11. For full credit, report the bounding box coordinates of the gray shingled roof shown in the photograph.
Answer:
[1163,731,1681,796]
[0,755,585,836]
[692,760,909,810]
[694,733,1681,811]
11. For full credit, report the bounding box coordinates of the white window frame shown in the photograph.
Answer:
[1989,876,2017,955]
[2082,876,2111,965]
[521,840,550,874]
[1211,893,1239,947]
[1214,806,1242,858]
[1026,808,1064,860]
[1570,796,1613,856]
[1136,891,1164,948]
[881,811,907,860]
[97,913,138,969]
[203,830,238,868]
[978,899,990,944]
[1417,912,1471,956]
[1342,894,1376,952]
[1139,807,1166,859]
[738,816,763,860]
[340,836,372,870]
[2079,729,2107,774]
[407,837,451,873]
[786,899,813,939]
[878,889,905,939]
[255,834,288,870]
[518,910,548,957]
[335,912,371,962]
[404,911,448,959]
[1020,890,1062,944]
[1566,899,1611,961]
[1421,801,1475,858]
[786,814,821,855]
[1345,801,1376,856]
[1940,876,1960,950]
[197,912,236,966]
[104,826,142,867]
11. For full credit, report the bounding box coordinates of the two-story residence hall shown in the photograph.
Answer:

______________________________

With nothing left out, print the data above exactly.

● ANSWER TO THIS PROBLEM
11. For full credit, report the bounding box coordinates of the gray shingled roof shown in the photograph.
Answer:
[1163,731,1681,796]
[0,755,585,836]
[692,760,909,810]
[694,733,1681,811]
11. For full credit, report the bounding box coordinates of the white window frame shown in the photograph.
Answer:
[1989,876,2017,955]
[2082,876,2111,965]
[521,840,550,874]
[1211,893,1239,947]
[1214,806,1242,858]
[1026,808,1064,860]
[1570,796,1613,856]
[1136,891,1164,948]
[881,811,907,860]
[97,913,138,969]
[203,830,238,868]
[978,899,990,944]
[1417,912,1471,956]
[1342,894,1376,952]
[1139,807,1166,859]
[738,816,763,860]
[340,836,372,870]
[2079,729,2107,774]
[407,837,451,873]
[786,899,813,939]
[878,889,905,939]
[255,834,288,870]
[518,910,548,957]
[335,912,371,962]
[404,911,448,959]
[1020,890,1062,944]
[1566,899,1611,961]
[1421,801,1475,858]
[786,814,821,855]
[1345,801,1376,856]
[1940,876,1960,950]
[197,912,236,966]
[104,826,142,867]
11. For full credit, report the bounding box coordinates of the two-story residence hall shown in the photograph.
Answer:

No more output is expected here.